### [Excerpted text]

++++++++++

We now invite all FBCN members, our brothers and sisters in Christ, who love our church, to join us in signing this petition with the goal of attaining a “special business meeting” where prioritized topics can be discussed.  If we gather 10% of member signatures via this petition, then according to FBCN bylaws, a meeting must be granted.  Some of the issues we would like to address in such a meeting are:

1.     The need for true church-wide and God honoring transparency and accountability surrounding many issues and recent events pertaining to the Church. We believe that our church leaders are to conduct themselves in a manner beyond reproach, and that their decisions should be able to withstand the rigorous scrutiny that comes with transparency.  Many questions remain unanswered and the untold answers to those questions have serious spiritual implications regarding the future of our church.  Without transparency there can be no expectation of trust.  Without trust there can be no expectation of unity, or restoration of honor, nor can there be any expectation of true reconciliation among FBCN members, leaders and staff. 
2.     A review and careful consideration of our current church governing structure, which is absent any vetted group of Spirit-led Elders who oversee the Mission, Operation and Accountability of our church leadership.
3.     That FBCN might carefully consider retracting, correcting and replacing the official FBCN exit statement concerning Dr. Wicker’s departure with a more appropriate one, and retracting, correcting and replacing the FBCN emailed video statement. At present, due to the specific choice of words used in the exit statement issued by our church leaders, there is reason for concern that our church may be liable for significant damages should Dr. Wicker not be able to procure employment elsewhere.
4.     Consideration of temporarily postponing the pastoral search/employment efforts until these issues can be addressed and a path forward is established.   
5.     The importance of immediately initiating the process of hiring an interim temporary senior pastor to assume the role of shepherding the congregation until the right person is permanently selected.

Your personal signature of this petition is vitally important!  Beyond this petition serving as part of an official written request to the FBCN clerk for a special business meeting, it is also a powerful demonstration of how strongly our membership is concerned and devoted to resolving these issues.  This is a “defining moment” in the life of our church!

After signing, we ask that you take a moment to either forward the survey email of this petition, or a link of this petition to as many FBCN members as you can (of 16 years of age or older as per church bylaws), so that they also might have the opportunity to join us and to make their voices heard. 

With your agreement and support of the above, please go ahead and fill out your information below, then scroll to the bottom of the page and hit "Done" to register your support.

PLEASE NOTE: Your name, email and phone number will be kept in strict confidence, only being shared with the church administration, if requested, upon the church body’s requesting the “special business meeting”.

++++++++++

### [Required actions]
1: Answer these questions from the church petition:
(a) What share of member signatures must the petition gather for a meeting to be granted?
(b) How old must members be to receive the forwarded petition?
(c) Who may receive a signer's name, email and phone number?
2: Gather every row that contains the string "wing".
The petition and the rows are unrelated material.

### [Provided records]
++++++++++

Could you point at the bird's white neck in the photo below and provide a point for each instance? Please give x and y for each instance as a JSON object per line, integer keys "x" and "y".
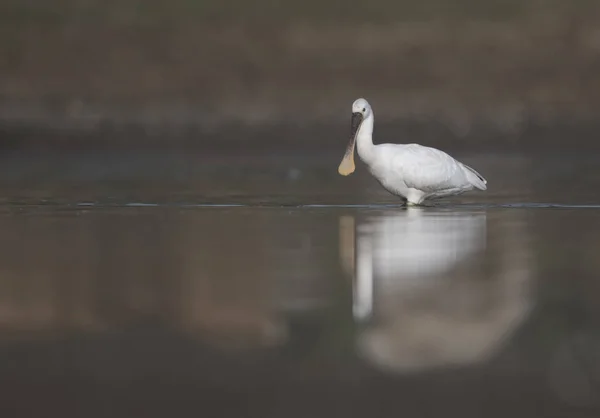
{"x": 364, "y": 139}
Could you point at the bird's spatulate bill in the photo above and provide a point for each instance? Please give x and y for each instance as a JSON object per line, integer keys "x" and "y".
{"x": 347, "y": 165}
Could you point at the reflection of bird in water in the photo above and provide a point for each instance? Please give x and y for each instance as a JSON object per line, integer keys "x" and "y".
{"x": 412, "y": 171}
{"x": 422, "y": 304}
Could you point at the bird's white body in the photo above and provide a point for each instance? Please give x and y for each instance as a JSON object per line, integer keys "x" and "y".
{"x": 412, "y": 171}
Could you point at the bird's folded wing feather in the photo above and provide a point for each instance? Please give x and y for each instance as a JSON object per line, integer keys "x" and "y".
{"x": 426, "y": 169}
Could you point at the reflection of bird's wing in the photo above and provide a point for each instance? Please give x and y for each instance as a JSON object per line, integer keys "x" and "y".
{"x": 424, "y": 168}
{"x": 407, "y": 246}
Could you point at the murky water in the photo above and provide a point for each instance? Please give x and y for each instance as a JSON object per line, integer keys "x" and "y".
{"x": 163, "y": 284}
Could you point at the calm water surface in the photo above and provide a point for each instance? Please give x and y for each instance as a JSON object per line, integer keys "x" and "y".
{"x": 130, "y": 287}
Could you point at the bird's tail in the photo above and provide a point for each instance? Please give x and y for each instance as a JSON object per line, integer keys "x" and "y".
{"x": 475, "y": 178}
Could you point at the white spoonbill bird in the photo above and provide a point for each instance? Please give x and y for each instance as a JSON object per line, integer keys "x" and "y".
{"x": 411, "y": 171}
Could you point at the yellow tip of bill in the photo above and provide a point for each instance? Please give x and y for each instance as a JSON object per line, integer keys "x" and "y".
{"x": 347, "y": 165}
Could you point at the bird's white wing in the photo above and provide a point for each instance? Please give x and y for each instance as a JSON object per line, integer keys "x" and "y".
{"x": 427, "y": 169}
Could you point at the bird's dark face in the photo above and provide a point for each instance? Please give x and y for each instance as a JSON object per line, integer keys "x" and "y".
{"x": 357, "y": 118}
{"x": 347, "y": 166}
{"x": 360, "y": 110}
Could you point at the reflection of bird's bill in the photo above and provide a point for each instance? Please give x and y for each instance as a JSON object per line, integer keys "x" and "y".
{"x": 347, "y": 165}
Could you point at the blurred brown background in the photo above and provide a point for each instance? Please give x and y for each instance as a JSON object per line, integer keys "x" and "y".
{"x": 470, "y": 67}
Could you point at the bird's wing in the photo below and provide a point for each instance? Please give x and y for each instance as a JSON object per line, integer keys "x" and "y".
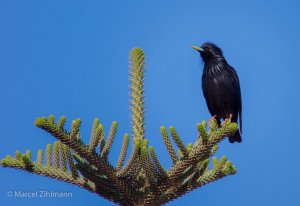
{"x": 236, "y": 93}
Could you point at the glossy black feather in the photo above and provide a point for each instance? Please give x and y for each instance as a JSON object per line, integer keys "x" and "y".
{"x": 221, "y": 87}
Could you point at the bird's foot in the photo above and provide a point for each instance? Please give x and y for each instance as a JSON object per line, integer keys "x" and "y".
{"x": 228, "y": 119}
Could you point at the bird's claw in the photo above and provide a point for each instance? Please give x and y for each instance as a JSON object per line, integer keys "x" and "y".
{"x": 228, "y": 119}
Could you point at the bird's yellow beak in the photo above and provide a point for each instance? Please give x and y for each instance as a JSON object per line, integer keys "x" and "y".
{"x": 197, "y": 48}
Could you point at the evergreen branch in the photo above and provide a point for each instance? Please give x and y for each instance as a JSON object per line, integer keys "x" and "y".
{"x": 123, "y": 152}
{"x": 84, "y": 151}
{"x": 39, "y": 157}
{"x": 101, "y": 139}
{"x": 178, "y": 141}
{"x": 158, "y": 166}
{"x": 49, "y": 155}
{"x": 168, "y": 144}
{"x": 137, "y": 58}
{"x": 56, "y": 155}
{"x": 96, "y": 134}
{"x": 110, "y": 139}
{"x": 132, "y": 160}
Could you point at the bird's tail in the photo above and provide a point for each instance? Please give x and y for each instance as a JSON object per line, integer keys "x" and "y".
{"x": 236, "y": 137}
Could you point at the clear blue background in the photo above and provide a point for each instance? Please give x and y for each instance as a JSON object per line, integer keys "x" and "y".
{"x": 71, "y": 58}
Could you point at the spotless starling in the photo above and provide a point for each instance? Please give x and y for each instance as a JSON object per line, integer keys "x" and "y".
{"x": 221, "y": 87}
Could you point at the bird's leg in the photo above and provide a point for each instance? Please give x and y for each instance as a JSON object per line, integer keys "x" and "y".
{"x": 228, "y": 119}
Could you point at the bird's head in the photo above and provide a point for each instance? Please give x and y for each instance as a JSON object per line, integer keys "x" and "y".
{"x": 209, "y": 51}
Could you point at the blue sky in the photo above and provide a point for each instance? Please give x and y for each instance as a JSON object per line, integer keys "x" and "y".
{"x": 71, "y": 58}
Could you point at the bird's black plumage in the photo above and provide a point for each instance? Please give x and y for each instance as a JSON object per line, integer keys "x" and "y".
{"x": 221, "y": 87}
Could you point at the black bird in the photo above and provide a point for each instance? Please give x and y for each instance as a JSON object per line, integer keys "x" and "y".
{"x": 221, "y": 87}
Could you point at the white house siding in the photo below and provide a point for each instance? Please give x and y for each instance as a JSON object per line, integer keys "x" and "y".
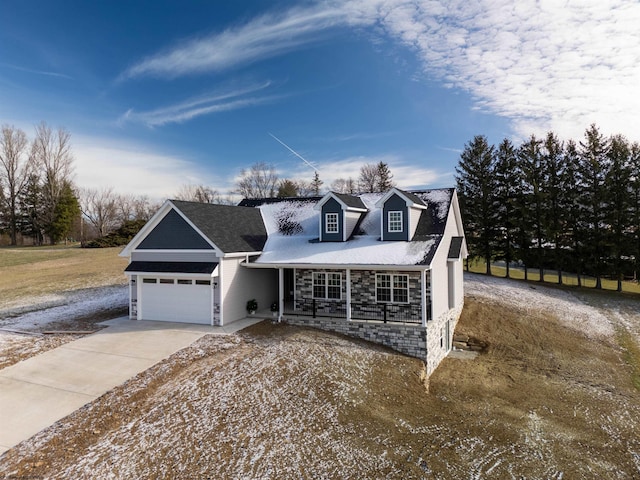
{"x": 414, "y": 214}
{"x": 173, "y": 256}
{"x": 440, "y": 329}
{"x": 240, "y": 284}
{"x": 351, "y": 219}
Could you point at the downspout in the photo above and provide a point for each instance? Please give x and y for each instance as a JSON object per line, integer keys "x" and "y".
{"x": 280, "y": 293}
{"x": 348, "y": 294}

++++++++++

### [Answers]
1:
(a) 10% of member signatures.
(b) 16 years of age or older.
(c) Only the church administration, if requested, once the church body requests the "special business meeting."

2:
Could you point at the bird's folded wing feather in the photo above and provide a point for each instance? Please give x and y for each instance as a JSON object per line, integer keys "x" and "y".
Could you point at the reflection of bird's wing in the photo above and provide a point for each instance? Please give x and y for each instance as a JSON object per line, integer keys "x" and "y".
Could you point at the bird's white wing in the photo above and provide a point for each instance? Please give x and y for each instance as a JSON object per line, integer keys "x" and "y".
Could you point at the bird's wing in the photo below and provide a point for each instance? Please give x and y for each instance as a JSON object per line, integer keys "x" and "y".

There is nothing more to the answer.